━━ Available data ━━

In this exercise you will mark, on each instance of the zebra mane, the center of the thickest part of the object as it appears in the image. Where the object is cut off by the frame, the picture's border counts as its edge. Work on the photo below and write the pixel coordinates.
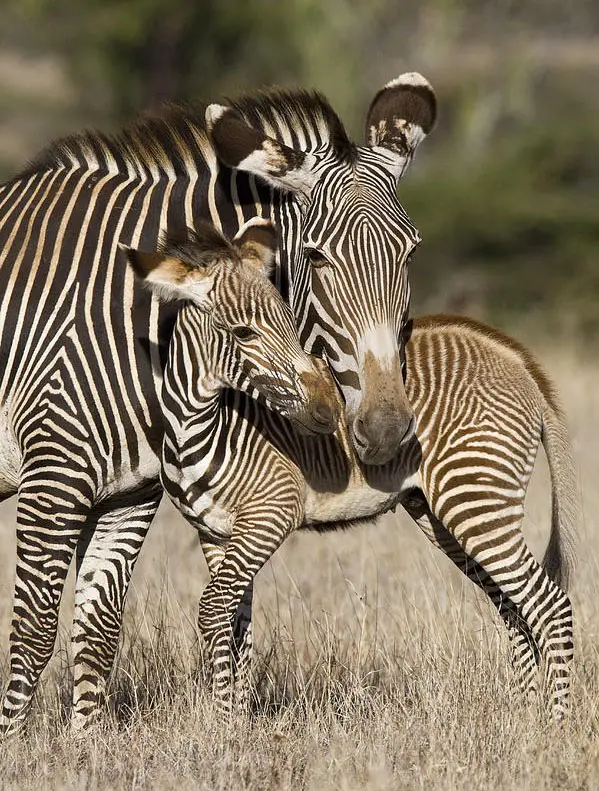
(174, 136)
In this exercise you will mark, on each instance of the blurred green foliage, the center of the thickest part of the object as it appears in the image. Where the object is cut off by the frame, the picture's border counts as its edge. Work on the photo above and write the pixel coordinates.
(505, 192)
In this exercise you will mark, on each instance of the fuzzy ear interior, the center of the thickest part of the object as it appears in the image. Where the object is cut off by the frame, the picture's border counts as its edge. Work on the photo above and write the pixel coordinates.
(168, 276)
(257, 243)
(401, 115)
(239, 145)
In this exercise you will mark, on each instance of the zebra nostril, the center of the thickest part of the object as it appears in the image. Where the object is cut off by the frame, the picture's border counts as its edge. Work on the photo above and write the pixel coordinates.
(360, 432)
(324, 413)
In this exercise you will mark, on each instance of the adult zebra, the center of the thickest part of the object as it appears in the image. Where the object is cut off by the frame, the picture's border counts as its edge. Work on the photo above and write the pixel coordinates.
(83, 348)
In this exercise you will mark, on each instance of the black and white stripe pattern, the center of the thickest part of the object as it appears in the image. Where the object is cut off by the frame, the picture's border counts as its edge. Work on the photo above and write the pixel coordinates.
(482, 406)
(83, 347)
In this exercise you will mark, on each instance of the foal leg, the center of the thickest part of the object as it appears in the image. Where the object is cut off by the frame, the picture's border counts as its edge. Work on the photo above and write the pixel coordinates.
(488, 529)
(242, 631)
(257, 534)
(105, 563)
(523, 648)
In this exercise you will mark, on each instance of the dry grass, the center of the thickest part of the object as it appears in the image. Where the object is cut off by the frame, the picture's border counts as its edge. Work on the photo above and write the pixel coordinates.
(378, 667)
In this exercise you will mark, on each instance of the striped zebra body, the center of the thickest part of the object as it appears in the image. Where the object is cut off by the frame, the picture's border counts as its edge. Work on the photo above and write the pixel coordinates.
(482, 407)
(83, 346)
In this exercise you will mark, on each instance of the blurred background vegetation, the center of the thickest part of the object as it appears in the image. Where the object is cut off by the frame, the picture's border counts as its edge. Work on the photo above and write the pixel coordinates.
(505, 191)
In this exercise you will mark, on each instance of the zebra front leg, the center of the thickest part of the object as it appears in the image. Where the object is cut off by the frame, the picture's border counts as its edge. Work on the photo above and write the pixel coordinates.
(523, 648)
(50, 516)
(105, 563)
(254, 540)
(242, 631)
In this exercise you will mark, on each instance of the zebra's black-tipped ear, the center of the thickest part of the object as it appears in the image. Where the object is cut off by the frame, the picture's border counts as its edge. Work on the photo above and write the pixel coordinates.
(401, 115)
(168, 276)
(257, 243)
(239, 145)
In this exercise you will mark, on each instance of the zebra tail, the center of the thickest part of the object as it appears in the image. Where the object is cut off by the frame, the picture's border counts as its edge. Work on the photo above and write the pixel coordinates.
(560, 555)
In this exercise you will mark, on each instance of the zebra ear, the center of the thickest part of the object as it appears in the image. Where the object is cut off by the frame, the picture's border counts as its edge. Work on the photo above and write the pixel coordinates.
(401, 115)
(257, 244)
(167, 276)
(239, 145)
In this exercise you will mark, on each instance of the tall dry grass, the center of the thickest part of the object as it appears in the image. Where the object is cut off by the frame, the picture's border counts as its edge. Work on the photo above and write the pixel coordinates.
(377, 666)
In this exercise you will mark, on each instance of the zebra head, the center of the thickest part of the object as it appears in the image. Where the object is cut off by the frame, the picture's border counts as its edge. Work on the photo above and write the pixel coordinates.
(346, 240)
(235, 329)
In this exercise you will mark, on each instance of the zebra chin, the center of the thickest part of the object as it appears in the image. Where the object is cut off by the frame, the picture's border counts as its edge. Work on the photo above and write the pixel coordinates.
(377, 441)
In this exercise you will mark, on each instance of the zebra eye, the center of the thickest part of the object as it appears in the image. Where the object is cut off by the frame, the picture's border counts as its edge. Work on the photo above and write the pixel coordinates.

━━━

(Exercise brief): Set down all of the material above again word for word, leaving out the pictures.

(Complete response):
In this exercise you will mark, on each instance of the zebra mane, the center of the thickest part of the object as it appears in the image. Where the object is cut off by the frame, the picture's border counts as its edge. Work on the photo below and write the pixel coordinates.
(174, 136)
In this exercise you will mark, on each instance of the blurred green foliage, the center of the thickest part of the object as it appears in the image. Where the object is cut off by the frame, the picture's border counts as its edge. Work on the photo above and write the pixel coordinates.
(505, 192)
In this exercise you will mark, on each instance of the fuzzy ear interior, the center of the thickest part of the object as it appears in the image. Where the object is cut off by the frame, the picture's border counts as its edge. Work on the photo above and write the pixel coordinates.
(168, 276)
(257, 243)
(401, 115)
(239, 145)
In this exercise you will mark, on each instance of the zebra nostril, the center of the thickest part of the object as it appears in the image. Where the object is cut off by the frame, the picture's border counts as its edge. Work on the photo above and write the pixel coordinates.
(360, 432)
(324, 413)
In this exercise you will mark, on each instance of the adult zebra, the center of the thickest part of the object as it appears in the image. Where the object is cut off by the frame, the picture's border counts as its edge. Work on the photo above and write the pixel coordinates.
(83, 348)
In this exercise you will mark, on each instance of the black and white stripe pattern, the center of the thickest part of the object as it appears in the image. Where the object is cut off by the frame, the picture's border counts as its edge. Work on the photo above and write the pixel coordinates.
(482, 406)
(83, 347)
In this exercise you will mark, on each instance of the foal leg, the center of the thickest part of the object as it appears in the image. Where the object is cut off by the frame, the picture's border counts as its edge. Work on the photo above and write the pixel coordinates.
(488, 529)
(242, 631)
(257, 534)
(105, 563)
(523, 648)
In this exercise you will mark, on each instance of the dry grass, the center of the thickest part of the object as it appears in the image. Where the object is cut off by the frame, the picture's border counts as its edge. Work on the photo above and write the pixel coordinates.
(378, 667)
In this exercise you will mark, on each instance of the striped zebra body, the center of the thickest part of the object as it appears in the image. Where the object is cut off by the frame, the picture's border counts as its edge. Work on the photo above and write the pixel coordinates.
(482, 407)
(83, 346)
In this exercise you will mark, on each instance of the blurred background vegetation, the center of the thickest part of the object as it appears in the image. Where the object is cut off by the frame, the picture's border counts as its edge. Work on the photo above and write the pixel coordinates.
(505, 191)
In this exercise you will mark, on each instance of the zebra front leg, the center of the thickest part of the object as it appears in the image. Where the object is cut off by the frame, the picture's border counts as its edge. Work on the photo above and write the pixel coordinates.
(523, 648)
(50, 516)
(105, 563)
(254, 540)
(242, 631)
In this exercise you will mark, on each instance of the zebra's black-tipped ear, the center of the thickest part of the object as it appears in the image. Where the object is cut off by the frame, the picture's border counts as its edge. Work on the photo above and write the pixel coordinates.
(401, 115)
(168, 276)
(257, 243)
(239, 145)
In this exercise you will mark, on each instance of the zebra tail, the center of the thickest part of the object as it appears in the image. Where the object is cut off by the frame, the picture's border counts as its edge. Work on the photo above and write the pixel coordinates.
(560, 555)
In this exercise you will mark, on each instance of the zebra ear, the center of the thickest part of the object as it appears in the image. Where the object is cut off by the frame, the picture's border counts as its edge. Work on the photo above and write the pixel coordinates.
(401, 115)
(257, 244)
(167, 276)
(239, 145)
In this exercise you will mark, on each instance of the tall dry grass, the center of the thickest part of the object as it appears in the image. Where the object is cut off by the frame, the picture's border counts as its edge. Work on the photo above and write the pixel coordinates.
(377, 666)
In this exercise you will mark, on each instance of the zebra head, the center of the thickest part of the object as it appears in the image. Where the object is cut off by the frame, the picture's border counts as its edge. Work on the photo above and write the pixel coordinates.
(346, 240)
(235, 329)
In this exercise you will mark, on each instance of the zebra chin, the center of the thickest part of the object as it appears in the image. Where the object is cut off by the frame, the picture's border counts as its edge. Work on the photo above and write the pixel coordinates.
(377, 441)
In this exercise you will mark, on each instance of the zebra eye, the center of the thickest part of the object as it appears in the image. Where the object is cut off by the frame, the picture's border counts as its edge. Work on the photo above and write the pixel coordinates.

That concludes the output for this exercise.